**Problems**.
1 > Using the discussion of backup privilege names, answer each question briefly.
(a) Which four functions were listed as the "xlog related functions" when the thread was started?
(b) Why does one writer object to the name ARCHIVE?
(c) By how many characters is EXCLUSIVEBACKUP said to be longer than REPLICATION?
2 > Carry on the discussion of backup privilege names from its last sentence.

**Quoted text**.
———

Right, I view those as three distinct types of privileges (see below).
> Personalyl I think using the DUMP name makes that a lot more clear. Maybe
> we need to avoid using BACKUP alone as well, to make sure it doesn't go the
> other way - using BASEBACKUP and EXCLUSIVEBACKUP for those two different
> ones perhaps?

DUMP - implicitly grants existing rights, to facilitate pg_dump and
       perhaps some other use-cases
BASEBACKUP - allows pg_basebackup, which means bypassing all in-DB
             privilege systems

That's equivalent of REPLICATION, yes?

 
EXCLUSIVEBACKUP - just allows pg_start/stop_backup and friends

I'd say there is no "just" there really - that's a higher level privilege, but I see your point :)
 

I'm still not entirely happy with the naming, but I feel like we're
getting there.  One thought I had was using ARCHIVE somewhere, but I
kind of like BASEBACKUP meaning what's needed to run pg_basebackup, and,
well, we say 'backup' in the pg_start/stop_backup function names, so
it's kind of hard to avoid that.  EXCLUSIVEBACKUP seems really long tho.

I don't like ARCHIVE in that it sounds like something to do with log archiving. If anything, that would affect pg_receivexlog, but that's definitely REPLICATION. I'd rather keep that one for a future time where we might let users actually do something about log archiving directly, which would then use the name.

The reason I like EXCLUSIVEBACKUP is that it's a term we already use. It's only 4 chars longer than REPLICATION for example - does that really matter? As long as we don't store the name, it should have no effect at all, and even if we do, I'm not sure it matters. If you want it shorter, we can have EXCLBACKUP :)


> > When indeed, what it meant was to have the following separate (effectively
> > > merging #2 and #3):
> > >
> > > 1) ability to pg_dump
> > > 2) ability to start/stop backups *and* ability to execute xlog related
> > > functions.
> >
>
> We probably also need to define what those "xlog related functions"
> actually arse. pg_current_xlog_location() is definitely an xlog related
> function, but does it need the privilege? pg_switch_xlog()?
> pg_start_backup()? pg_xlog_replay_pause()?

I had defined them when I started the thread:

Apologies - I had missed that part.
 

pg_start_backup
pg_stop_backup
pg_switch_xlog
pg_create_restore_point

Ok. That makes sense.


Later I added:

pg_xlog_replay_pause
pg_xlog_replay_resume

Though I'd be find if the xlog_replay ones were their own privilege (eg:
REPLAY or something).

I think it makes more sense to have those replay functions to be a separate privilege, yes. They have nothing to actually do with taking the backups - they are for restoring them. And to restore the backups, you clearly already have superuser level privileges on the system outside the db (at least as long as we only allow full cluster restores).


> That sounds reasonable to me (and is what was initially proposed, though
> > I've come around to the thinking that this BACKUP role attribute should
> > also allow pg_xlog_replay_pause/resume(), as those can be useful on
> > replicas).

———

**Supplied data**.
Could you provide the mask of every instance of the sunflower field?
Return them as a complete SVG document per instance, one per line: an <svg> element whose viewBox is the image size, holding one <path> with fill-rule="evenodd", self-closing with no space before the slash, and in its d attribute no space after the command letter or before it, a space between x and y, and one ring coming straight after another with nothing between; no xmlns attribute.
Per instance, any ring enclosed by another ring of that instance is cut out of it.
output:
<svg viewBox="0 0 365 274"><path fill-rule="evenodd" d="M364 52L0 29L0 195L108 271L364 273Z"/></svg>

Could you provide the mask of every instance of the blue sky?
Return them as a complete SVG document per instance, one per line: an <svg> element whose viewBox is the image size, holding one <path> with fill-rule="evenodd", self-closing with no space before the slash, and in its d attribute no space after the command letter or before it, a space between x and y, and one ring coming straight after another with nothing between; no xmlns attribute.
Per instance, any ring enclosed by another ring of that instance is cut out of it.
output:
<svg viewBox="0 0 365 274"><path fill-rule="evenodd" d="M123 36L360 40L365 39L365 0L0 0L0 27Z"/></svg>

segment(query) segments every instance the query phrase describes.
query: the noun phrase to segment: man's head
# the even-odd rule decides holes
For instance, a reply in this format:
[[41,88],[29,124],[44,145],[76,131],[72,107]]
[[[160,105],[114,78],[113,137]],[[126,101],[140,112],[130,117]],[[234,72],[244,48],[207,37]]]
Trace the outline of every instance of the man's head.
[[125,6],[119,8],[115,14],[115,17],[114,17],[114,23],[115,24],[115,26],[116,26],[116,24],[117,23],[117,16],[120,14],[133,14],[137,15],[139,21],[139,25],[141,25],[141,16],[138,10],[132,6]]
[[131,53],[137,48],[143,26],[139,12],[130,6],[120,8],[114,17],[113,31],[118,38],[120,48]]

———

**Results for the exercise**.
1 >
(a) pg_start_backup, pg_stop_backup, pg_switch_xlog and pg_create_restore_point.
(b) It sounds like something to do with log archiving.
(c) By 4 characters.

2 >
> >
>
> If it's for replicas, then why are we not using the REPLICATION privilege
> which is extremely similar to this?

I don't actually see REPLICATION as being the same.

The point is to have a role which can log into the replica, pause
the stream to be able to run whatever queries they're permitted to
(which might not include all of the data) and then resume it when done.
Perhaps that needs to be independent of the EXCLUSIVEBACKUP role, but
it's definitely different from the REPLICATION privilege.

Agreed per above, now that I realize what we mean. I do think it needs to be at least as independent from EXCLUSIVEBACKUP as it does froM REPLICATION though.


> > The read-all vs. ability-to-pg_dump distinction doesn't really exist for
> > role attributes, as I see it (see my comments above).  That said, having
> > DUMP or read-all is different from read-*only*, which would probably be
> > good to have independently.  I can imagine a use-case for a read-only
> > account which only has read ability for those tables, schemas, etc,
> > explicitly granted to it.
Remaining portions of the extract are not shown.